--- THE EXERCISE ---
Extract every line below that contains the word "each", reproducing all such lines in full.

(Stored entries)
######

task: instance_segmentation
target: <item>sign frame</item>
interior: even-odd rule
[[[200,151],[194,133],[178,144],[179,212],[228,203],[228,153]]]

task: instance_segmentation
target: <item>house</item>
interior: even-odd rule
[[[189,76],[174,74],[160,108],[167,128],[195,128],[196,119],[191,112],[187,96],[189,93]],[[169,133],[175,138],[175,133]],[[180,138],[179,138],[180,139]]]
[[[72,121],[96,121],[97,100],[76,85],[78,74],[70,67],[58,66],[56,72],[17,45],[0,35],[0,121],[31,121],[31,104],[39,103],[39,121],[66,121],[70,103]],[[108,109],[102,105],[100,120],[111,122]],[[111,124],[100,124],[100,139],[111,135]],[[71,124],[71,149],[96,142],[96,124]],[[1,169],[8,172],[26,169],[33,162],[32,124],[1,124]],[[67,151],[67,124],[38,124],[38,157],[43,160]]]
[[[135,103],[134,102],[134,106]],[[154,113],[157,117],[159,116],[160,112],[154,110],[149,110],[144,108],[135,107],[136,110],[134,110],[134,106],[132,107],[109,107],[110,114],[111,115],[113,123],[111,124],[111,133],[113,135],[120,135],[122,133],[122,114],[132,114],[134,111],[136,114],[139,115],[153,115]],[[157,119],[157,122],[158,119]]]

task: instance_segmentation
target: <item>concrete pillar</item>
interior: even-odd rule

######

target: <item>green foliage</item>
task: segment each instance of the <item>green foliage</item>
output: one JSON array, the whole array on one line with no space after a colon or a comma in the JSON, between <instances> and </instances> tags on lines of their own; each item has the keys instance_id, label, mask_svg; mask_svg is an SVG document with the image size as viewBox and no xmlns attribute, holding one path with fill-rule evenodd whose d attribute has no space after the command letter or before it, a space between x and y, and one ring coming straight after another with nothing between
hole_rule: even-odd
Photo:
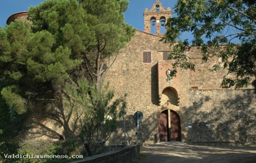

######

--- SOLUTION TO THE EXERCISE ---
task: segment each instance of the <item>green foliage</item>
output: one JSON array, the whole array on one line with no space after a colon or a comma in the JSON, between <instances> and </instances> tags on lines of their own; each item has the keys instance_id, label, mask_svg; mask_svg is an SVG document with the image size as viewBox and no xmlns attribute, holding one path with fill-rule evenodd whose d attribute has no space after the command letter or before it, a space between x and y, and one ring coming straight after another with nothing between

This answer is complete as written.